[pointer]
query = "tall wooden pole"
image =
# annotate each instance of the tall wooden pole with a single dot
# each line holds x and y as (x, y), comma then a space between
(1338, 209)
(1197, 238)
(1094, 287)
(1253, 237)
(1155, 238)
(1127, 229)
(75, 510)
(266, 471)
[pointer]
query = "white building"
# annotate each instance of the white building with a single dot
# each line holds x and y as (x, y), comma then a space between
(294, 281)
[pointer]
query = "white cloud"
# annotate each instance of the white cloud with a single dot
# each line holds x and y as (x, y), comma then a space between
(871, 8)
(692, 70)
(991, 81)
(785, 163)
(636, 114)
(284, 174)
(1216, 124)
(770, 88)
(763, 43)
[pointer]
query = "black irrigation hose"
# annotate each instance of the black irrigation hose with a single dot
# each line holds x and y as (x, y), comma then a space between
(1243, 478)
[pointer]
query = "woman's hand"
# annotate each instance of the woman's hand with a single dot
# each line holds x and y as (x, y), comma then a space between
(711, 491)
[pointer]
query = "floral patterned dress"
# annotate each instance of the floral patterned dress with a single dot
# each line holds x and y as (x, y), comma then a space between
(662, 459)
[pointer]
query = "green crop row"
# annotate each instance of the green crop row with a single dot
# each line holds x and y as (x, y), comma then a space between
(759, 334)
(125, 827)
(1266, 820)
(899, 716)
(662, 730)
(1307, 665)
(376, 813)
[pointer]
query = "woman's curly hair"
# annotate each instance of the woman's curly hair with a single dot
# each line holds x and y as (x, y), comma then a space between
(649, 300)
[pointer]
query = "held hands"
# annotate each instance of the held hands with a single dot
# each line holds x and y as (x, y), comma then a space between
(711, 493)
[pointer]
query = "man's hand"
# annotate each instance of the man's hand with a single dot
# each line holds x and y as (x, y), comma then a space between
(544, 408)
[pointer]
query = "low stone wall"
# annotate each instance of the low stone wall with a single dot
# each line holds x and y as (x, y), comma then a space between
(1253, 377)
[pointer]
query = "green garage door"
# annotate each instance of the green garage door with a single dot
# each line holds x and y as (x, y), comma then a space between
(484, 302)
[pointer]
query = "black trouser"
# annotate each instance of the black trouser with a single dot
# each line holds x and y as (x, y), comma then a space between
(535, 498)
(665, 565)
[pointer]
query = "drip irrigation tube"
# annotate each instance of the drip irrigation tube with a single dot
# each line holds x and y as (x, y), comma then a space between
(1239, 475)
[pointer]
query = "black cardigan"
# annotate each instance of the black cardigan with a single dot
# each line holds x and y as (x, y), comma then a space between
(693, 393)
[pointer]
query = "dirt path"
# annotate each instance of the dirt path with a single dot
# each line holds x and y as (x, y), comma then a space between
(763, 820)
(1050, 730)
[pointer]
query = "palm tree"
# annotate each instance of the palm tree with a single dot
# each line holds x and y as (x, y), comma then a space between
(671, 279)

◆ ◆ ◆ ◆ ◆ ◆ ◆

* **Task prompt**: For the string "hands", filter the data and copy out each line where it occurs.

* **Result**:
query = "held hands"
# annotate each instance of the held hands with a single dot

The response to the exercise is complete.